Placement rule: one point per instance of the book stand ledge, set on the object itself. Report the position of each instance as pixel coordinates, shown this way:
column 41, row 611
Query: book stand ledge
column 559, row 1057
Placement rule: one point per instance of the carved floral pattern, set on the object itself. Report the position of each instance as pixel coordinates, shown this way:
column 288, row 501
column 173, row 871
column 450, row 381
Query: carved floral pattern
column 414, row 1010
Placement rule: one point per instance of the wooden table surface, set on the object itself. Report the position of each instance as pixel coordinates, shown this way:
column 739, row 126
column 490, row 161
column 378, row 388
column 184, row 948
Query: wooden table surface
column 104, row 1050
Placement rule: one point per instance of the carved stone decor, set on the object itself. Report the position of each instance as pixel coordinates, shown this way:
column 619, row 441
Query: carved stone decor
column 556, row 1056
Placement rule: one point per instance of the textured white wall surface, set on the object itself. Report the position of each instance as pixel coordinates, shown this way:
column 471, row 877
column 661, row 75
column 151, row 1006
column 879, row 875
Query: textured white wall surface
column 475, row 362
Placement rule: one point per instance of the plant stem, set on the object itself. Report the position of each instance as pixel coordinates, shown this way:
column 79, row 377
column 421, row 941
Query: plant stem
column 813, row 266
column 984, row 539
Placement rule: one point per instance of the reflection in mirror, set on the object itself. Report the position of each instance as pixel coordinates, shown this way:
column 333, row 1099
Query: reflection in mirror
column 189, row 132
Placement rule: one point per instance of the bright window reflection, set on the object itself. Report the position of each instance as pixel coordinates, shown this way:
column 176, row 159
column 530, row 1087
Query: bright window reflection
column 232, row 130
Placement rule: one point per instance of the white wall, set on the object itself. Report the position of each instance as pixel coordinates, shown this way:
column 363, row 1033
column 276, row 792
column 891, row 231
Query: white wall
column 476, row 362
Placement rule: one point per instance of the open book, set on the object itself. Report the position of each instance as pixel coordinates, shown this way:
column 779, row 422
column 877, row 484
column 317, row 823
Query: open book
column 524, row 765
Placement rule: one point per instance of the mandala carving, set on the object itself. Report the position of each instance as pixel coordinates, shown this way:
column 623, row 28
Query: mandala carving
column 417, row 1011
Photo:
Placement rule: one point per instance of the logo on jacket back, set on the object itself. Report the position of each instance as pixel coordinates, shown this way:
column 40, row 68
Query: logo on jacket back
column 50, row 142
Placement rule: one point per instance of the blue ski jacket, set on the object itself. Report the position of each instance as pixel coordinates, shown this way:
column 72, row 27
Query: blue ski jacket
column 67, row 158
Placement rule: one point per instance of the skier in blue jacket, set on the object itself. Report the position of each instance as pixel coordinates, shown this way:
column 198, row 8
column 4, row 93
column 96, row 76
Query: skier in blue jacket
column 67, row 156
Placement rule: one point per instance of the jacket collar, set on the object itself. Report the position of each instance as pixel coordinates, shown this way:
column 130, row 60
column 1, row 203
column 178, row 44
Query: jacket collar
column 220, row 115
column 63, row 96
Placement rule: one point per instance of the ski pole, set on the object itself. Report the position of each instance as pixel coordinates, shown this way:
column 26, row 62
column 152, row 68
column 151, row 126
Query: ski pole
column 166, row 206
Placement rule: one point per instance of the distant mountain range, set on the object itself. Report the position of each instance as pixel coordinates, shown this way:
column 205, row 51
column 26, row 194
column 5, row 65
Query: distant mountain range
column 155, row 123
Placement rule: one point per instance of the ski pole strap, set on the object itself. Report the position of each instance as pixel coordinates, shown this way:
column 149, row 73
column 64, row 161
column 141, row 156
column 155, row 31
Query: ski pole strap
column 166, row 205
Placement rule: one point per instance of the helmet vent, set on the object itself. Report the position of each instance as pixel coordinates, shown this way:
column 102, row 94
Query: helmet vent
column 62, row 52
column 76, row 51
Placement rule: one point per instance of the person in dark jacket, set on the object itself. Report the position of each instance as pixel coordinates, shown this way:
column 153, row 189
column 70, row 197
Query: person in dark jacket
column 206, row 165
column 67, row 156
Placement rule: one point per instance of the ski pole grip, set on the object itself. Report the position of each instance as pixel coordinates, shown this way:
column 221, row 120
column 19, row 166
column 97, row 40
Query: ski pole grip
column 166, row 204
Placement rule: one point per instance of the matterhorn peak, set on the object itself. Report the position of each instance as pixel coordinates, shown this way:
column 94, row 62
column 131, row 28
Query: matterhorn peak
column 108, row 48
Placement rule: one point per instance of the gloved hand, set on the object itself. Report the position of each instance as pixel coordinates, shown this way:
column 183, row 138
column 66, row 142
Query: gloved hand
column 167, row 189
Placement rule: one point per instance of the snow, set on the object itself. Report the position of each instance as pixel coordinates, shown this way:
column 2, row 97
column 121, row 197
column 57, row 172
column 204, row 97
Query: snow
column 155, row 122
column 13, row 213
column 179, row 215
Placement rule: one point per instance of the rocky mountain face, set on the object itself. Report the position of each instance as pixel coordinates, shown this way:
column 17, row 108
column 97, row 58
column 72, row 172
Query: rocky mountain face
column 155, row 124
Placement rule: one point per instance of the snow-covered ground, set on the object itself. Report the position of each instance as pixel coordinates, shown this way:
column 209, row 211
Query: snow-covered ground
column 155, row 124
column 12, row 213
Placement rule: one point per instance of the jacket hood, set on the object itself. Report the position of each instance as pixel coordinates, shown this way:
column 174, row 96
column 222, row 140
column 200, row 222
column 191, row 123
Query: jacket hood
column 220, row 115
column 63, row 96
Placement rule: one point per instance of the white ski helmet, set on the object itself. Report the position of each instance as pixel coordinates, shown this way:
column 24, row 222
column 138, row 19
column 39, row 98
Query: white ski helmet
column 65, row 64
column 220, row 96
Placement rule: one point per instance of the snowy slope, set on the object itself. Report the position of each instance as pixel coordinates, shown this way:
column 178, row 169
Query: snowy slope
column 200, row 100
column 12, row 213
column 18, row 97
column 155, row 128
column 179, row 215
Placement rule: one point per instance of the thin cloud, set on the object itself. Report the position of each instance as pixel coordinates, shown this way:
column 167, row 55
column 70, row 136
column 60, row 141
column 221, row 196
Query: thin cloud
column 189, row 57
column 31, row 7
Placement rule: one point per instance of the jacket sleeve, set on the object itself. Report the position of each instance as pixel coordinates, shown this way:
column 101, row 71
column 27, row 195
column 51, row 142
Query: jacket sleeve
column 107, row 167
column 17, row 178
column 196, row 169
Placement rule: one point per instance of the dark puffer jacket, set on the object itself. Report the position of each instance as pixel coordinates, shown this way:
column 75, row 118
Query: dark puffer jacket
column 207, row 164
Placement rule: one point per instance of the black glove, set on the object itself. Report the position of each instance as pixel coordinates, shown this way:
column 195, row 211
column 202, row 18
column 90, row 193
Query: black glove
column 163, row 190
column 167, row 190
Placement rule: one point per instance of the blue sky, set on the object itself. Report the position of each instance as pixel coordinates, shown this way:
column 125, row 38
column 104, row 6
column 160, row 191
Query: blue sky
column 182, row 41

- Problem -
Exactly as written above, please repeat the entries.

- Exercise result -
Placement rule: one point per instance of the book stand ledge, set on the object itself. Report the position of each instance as pixel coordinates, shown this way:
column 41, row 611
Query: book stand ledge
column 559, row 1057
Placement rule: one point per instance of the carved floral pattern, set on the object itself. Report the position of each instance as pixel coordinates, shown this way:
column 288, row 501
column 173, row 871
column 450, row 381
Query: carved floral pattern
column 414, row 1010
Placement rule: one point per instance of the wooden table surface, set on the object itself. Report the position of each instance as pixel coordinates, shown this way:
column 739, row 126
column 490, row 161
column 378, row 388
column 184, row 948
Query: wooden table surface
column 104, row 1050
Placement rule: one point per instance of the carved stone decor, set on the object itself. Report the position of each instance as pixel coordinates, shown this way:
column 619, row 441
Query: carved stone decor
column 556, row 1056
Placement rule: one point per instance of the textured white wall surface, set on the object itself. Report the position of each instance as pixel coordinates, shown this way:
column 471, row 877
column 661, row 75
column 151, row 1006
column 879, row 875
Query: textured white wall surface
column 475, row 362
Placement rule: one point per instance of the plant stem, set on the object itself. Report the position of each instance as pixel coordinates, shown this way:
column 79, row 377
column 421, row 941
Query: plant stem
column 813, row 266
column 984, row 539
Placement rule: one point per instance of the reflection in mirror, set on the object itself. Report the position of each instance as pixel coordinates, shown this way:
column 333, row 1099
Query: reflection in mirror
column 189, row 132
Placement rule: one point per instance of the bright window reflection, set on the object itself. Report the position of each instance as pixel coordinates, shown this way:
column 176, row 159
column 530, row 1087
Query: bright window reflection
column 232, row 130
Placement rule: one point per instance of the white wall, set on the object itself. Report the position of each instance as pixel coordinates, shown this way:
column 363, row 1033
column 276, row 792
column 891, row 231
Query: white wall
column 476, row 362
Placement rule: one point per instance of the open book, set on the object itself. Report the position of each instance as pixel coordinates, shown this way:
column 779, row 422
column 877, row 484
column 317, row 823
Query: open book
column 524, row 765
Placement rule: one point per instance of the mandala carving, set on the object itself. Report the position of each instance as pixel coordinates, shown this way:
column 623, row 28
Query: mandala carving
column 417, row 1011
Photo:
Placement rule: one point per instance of the logo on jacket back, set on the object itself. Report the position of each instance as pixel coordinates, shown this way:
column 40, row 68
Query: logo on jacket back
column 50, row 142
Placement rule: one point per instance of the blue ski jacket, set on the object itself. Report the position of each instance as pixel coordinates, shown this way:
column 72, row 27
Query: blue ski jacket
column 67, row 158
Placement rule: one point per instance of the skier in blue jacket, set on the object itself. Report the position of each instance as pixel coordinates, shown this way:
column 198, row 8
column 4, row 93
column 96, row 76
Query: skier in blue jacket
column 67, row 156
Placement rule: one point per instance of the jacket collar, set on the object itself. Report the position of each instance as pixel coordinates, shown this way:
column 130, row 60
column 1, row 203
column 178, row 44
Query: jacket collar
column 220, row 115
column 63, row 96
Placement rule: one point per instance of the ski pole, set on the object itself. Report the position of each instance as pixel coordinates, shown this way:
column 26, row 62
column 152, row 68
column 151, row 126
Query: ski pole
column 166, row 206
Placement rule: one point per instance of the distant mountain range, set on the object itself. Report the position of each instance as pixel coordinates, shown this way:
column 205, row 51
column 26, row 194
column 5, row 65
Query: distant mountain range
column 155, row 123
Placement rule: one point per instance of the ski pole strap, set on the object itself. Report the position of each instance as pixel coordinates, shown this way:
column 149, row 73
column 64, row 161
column 141, row 156
column 155, row 31
Query: ski pole strap
column 166, row 205
Placement rule: one point per instance of the helmet vent, set on the object itself. Report the position of each instance as pixel coordinates, shown this way:
column 102, row 94
Query: helmet vent
column 62, row 52
column 76, row 51
Placement rule: one point per instance of the person in dark jacket, set on the object itself. Report the position of each instance as pixel coordinates, shown this way:
column 153, row 189
column 70, row 197
Query: person in dark jacket
column 206, row 165
column 67, row 156
Placement rule: one point per instance of the ski pole grip, set on the object itself. Report the position of each instance as pixel coordinates, shown this way:
column 221, row 120
column 19, row 166
column 97, row 40
Query: ski pole grip
column 166, row 204
Placement rule: one point per instance of the matterhorn peak, set on the object itself. Report the position of each instance as pixel coordinates, shown this way:
column 94, row 62
column 131, row 28
Query: matterhorn peak
column 108, row 48
Placement rule: one point per instance of the gloved hand, set on the object itself. Report the position of each instance as pixel coordinates, shown this way:
column 183, row 138
column 66, row 142
Query: gloved hand
column 167, row 189
Placement rule: one point per instance of the snow, set on the object itself. Report the position of each instance as pixel coordinates, shown this way:
column 2, row 97
column 121, row 197
column 57, row 172
column 204, row 97
Query: snow
column 155, row 122
column 13, row 213
column 179, row 215
Placement rule: one point per instance of the rocky mountain face, set on the object itself. Report the position of each instance as pixel coordinates, shown this way:
column 17, row 108
column 97, row 58
column 72, row 172
Query: rocky mountain face
column 155, row 124
Placement rule: one point per instance of the snow-covered ground, set on the object itself. Report the position of each instance as pixel coordinates, shown this way:
column 209, row 211
Query: snow-covered ground
column 155, row 124
column 12, row 213
Placement rule: one point per instance of the jacket hood, set on the object itself. Report the position of each instance as pixel coordinates, shown this way:
column 174, row 96
column 222, row 140
column 200, row 222
column 191, row 123
Query: jacket hood
column 220, row 115
column 63, row 96
Placement rule: one point per instance of the white ski helmet, set on the object itself. Report the position of each instance as pixel coordinates, shown this way:
column 24, row 222
column 138, row 19
column 39, row 98
Query: white ski helmet
column 65, row 64
column 220, row 96
Placement rule: one point per instance of the snowy slope, set on the object itself. Report the position of each instance as pixel coordinates, shown this way:
column 178, row 169
Query: snowy slope
column 200, row 100
column 12, row 213
column 18, row 97
column 155, row 128
column 179, row 215
Placement rule: one point per instance of the thin cloud, set on the object itself. Report the position of each instance as pixel coordinates, shown this way:
column 167, row 55
column 70, row 136
column 60, row 141
column 221, row 196
Query: thin cloud
column 189, row 57
column 31, row 7
Placement rule: one point per instance of the jacket sleeve, set on the object itself. Report the position of each instance as pixel coordinates, shown this way:
column 101, row 71
column 27, row 195
column 51, row 142
Query: jacket sleeve
column 107, row 167
column 17, row 178
column 196, row 169
Placement rule: one point per instance of the dark puffer jacket, set on the object itself. Report the position of each instance as pixel coordinates, shown this way:
column 75, row 118
Query: dark puffer jacket
column 207, row 164
Placement rule: one point per instance of the black glove, set on the object itself. Report the position of each instance as pixel coordinates, shown this way:
column 195, row 211
column 202, row 18
column 90, row 193
Query: black glove
column 163, row 190
column 167, row 190
Placement rule: one point per instance of the blue sky, set on the object itself. Report the position of each instance as pixel coordinates, shown this way:
column 125, row 38
column 104, row 6
column 160, row 191
Query: blue sky
column 182, row 41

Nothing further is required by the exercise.